Extrait du document >>
=-=-=-=-=

Au chœur de La Folle Journée 2016
Le classique par nature
La renommée de La Folle Journée n’est plus à faire et dépasse même les frontières. Ce festival, porté par son directeur artistique René Martin, met à l’honneur la musique classique dans ce qu’elle a de plus riche et de plus varié. Temps fort de l’actualité culturelle nantaise de ce début d’année, l’édition 2016 a fait la part belle à La Nature. Ce thème universel a inspiré les plus grands compositeurs à travers les âges. Les paysages, la végétation, les animaux... ou encore l’eau, la terre, le feu, le vent : les éléments se sont déchaînés, en musique bien sà »r, du 3 au 7 février dernier à la Cité des Congrès de Nantes. Retour sur la journée d’une néophyte, ce vendredi 5 février 2016, à La Folle Journée.
22 ans que cela dure... 22 années déjà que La Folle Journée s’évertue à voguer à contre-courant des préjugés qui dominent en musique classique. Ici les concerts ne sont pas réservés aux seules oreilles connaisseuses ou à une élite : l’événement est bien populaire dans toutes ses lettres de noblesse. Mais ne vous y trompez pas, le rendez-vous repose sur des bases artistiques exigeantes sans céder à une vulgarisation ou à des détournements improvisés de grands classiques. Car si cela était le cas, comment expliquer son succès retentissant depuis si longtemps ?

=-=-=-=-=

Données extraites >>

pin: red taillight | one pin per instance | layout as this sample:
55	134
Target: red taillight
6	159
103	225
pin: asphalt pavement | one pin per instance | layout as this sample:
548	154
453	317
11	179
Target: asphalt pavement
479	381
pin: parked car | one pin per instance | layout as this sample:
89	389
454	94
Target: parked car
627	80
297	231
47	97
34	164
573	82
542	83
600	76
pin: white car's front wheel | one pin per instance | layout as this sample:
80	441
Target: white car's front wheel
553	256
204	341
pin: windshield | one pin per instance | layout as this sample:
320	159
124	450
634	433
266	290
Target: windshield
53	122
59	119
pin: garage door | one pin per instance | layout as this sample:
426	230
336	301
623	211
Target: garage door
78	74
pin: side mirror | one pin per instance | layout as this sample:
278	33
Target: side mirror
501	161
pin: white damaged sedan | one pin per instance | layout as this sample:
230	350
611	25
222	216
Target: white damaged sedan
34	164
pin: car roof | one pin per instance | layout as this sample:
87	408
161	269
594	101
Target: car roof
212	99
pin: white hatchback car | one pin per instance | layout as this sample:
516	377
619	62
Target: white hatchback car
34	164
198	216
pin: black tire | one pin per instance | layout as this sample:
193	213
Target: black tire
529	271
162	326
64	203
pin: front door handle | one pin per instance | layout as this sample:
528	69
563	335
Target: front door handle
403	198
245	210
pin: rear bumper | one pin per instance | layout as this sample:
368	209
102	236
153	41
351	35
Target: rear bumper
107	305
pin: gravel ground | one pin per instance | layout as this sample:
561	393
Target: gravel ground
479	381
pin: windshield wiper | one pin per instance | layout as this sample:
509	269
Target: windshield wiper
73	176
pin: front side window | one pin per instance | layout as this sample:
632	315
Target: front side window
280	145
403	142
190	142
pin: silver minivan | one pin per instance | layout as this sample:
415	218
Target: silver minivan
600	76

=-=-=-=-=

Exercice proposé >> Recopiez à l’identique le passage du texte sur La Folle Journée, de « Au chœur de » à « La Folle Journée. ».

Solution proposée >>
Au chœur de La Folle Journée 2016
Le classique par nature
La renommée de La Folle Journée n’est plus à faire et dépasse même les frontières. Ce festival, porté par son directeur artistique René Martin, met à l’honneur la musique classique dans ce qu’elle a de plus riche et de plus varié. Temps fort de l’actualité culturelle nantaise de ce début d’année, l’édition 2016 a fait la part belle à La Nature. Ce thème universel a inspiré les plus grands compositeurs à travers les âges. Les paysages, la végétation, les animaux... ou encore l’eau, la terre, le feu, le vent : les éléments se sont déchaînés, en musique bien sà »r, du 3 au 7 février dernier à la Cité des Congrès de Nantes. Retour sur la journée d’une néophyte, ce vendredi 5 février 2016, à La Folle Journée.